#### EXERCISE
Everything in the records below should be printed exactly, except the pictures.
**********
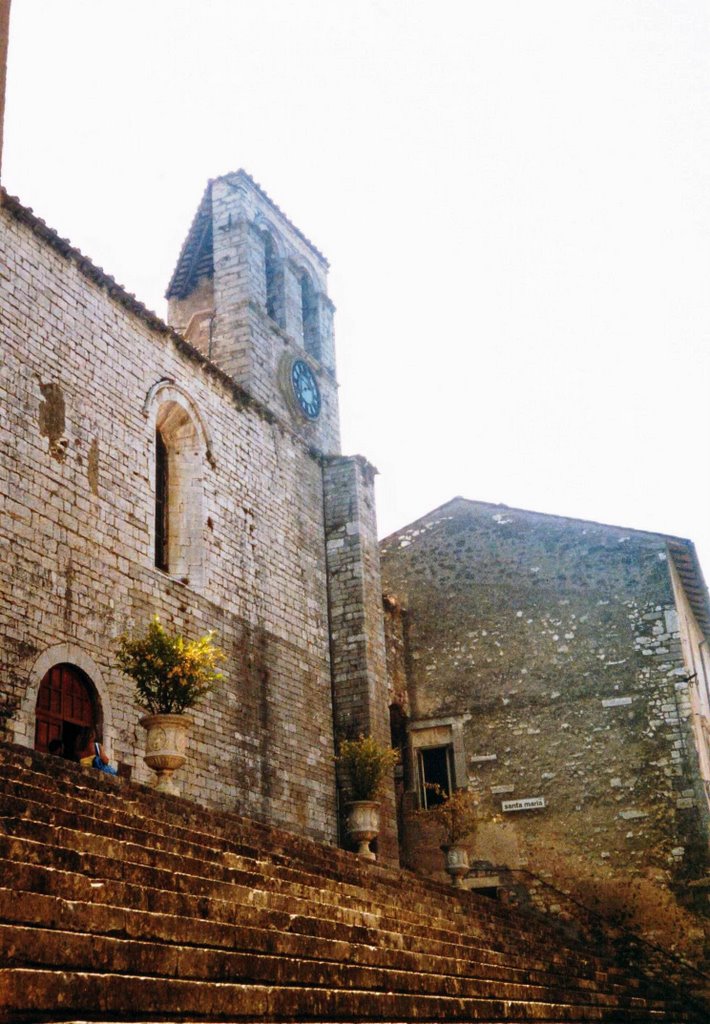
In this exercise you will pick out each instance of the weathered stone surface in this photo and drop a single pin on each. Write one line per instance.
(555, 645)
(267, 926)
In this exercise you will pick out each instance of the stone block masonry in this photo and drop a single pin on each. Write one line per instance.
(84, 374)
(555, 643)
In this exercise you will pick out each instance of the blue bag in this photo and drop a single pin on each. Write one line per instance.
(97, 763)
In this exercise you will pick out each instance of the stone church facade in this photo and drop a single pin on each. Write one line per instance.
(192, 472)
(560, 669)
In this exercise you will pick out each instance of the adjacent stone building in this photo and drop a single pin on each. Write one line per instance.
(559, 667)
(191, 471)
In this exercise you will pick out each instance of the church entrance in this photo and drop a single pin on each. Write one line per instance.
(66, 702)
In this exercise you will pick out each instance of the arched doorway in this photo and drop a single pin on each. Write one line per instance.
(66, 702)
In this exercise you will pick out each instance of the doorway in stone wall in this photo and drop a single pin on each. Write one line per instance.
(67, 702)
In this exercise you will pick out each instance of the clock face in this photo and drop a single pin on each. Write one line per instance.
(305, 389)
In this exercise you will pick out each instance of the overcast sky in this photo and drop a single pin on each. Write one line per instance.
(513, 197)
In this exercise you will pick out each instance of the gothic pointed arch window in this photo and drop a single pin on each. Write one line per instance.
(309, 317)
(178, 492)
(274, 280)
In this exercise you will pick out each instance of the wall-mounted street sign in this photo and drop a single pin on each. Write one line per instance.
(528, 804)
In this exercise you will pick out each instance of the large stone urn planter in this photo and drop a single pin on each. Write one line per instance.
**********
#### EXERCISE RESULT
In this exercise you will pick out each instance of the weathered stone surface in this photo and drop a single pin on each. Write one line per instance.
(555, 645)
(267, 926)
In this exercise you will pick out each instance of the stone block masonry in this photo and drop a single pin on each. Write one line per instance.
(84, 374)
(555, 643)
In this exercise you will pick out each instance of the blue bag in this photo and drop a single pin on each. Write one line per instance.
(97, 763)
In this exercise you will pick out each instance of the stone church facade in this photo and drop a single pin on each. Write one line per instance.
(192, 472)
(560, 669)
In this exercise you will pick out each instance of the adjacent stone building in this photo and drop a single pin on each. Write one line per instance.
(559, 667)
(191, 471)
In this exercise you will pick out each instance of the church entrance in this photo and drop a single pin on each. Write one line per instance.
(66, 702)
In this exercise you will pick out each instance of the arched doorway in this photo and drop a single pin on each. Write one line per instance.
(66, 702)
In this exercise you will pick out each instance of the doorway in stone wall in this photo and drop a single pin on each. Write one line per instance.
(67, 702)
In this exercise you will pick out each instance of the clock face in this photo and drop a single pin on each. Write one line per instance.
(305, 389)
In this exercise you will pick out each instance of the overcast sky in this photo and drop a single pin on each. Write one line per instance.
(513, 197)
In this exercise you will pick out each instance of the gothic pointed arch window in this photo and drop a single pin on each. Write one line per instance.
(309, 317)
(178, 492)
(274, 280)
In this exercise you will pick out each instance of the wall-mounted street sign in this photo and drop a single pin on each. Write one line per instance.
(528, 804)
In this exercise you will pick out each instance of the large stone urn planter in this photo and drop a single pin on each. Write one line per instance.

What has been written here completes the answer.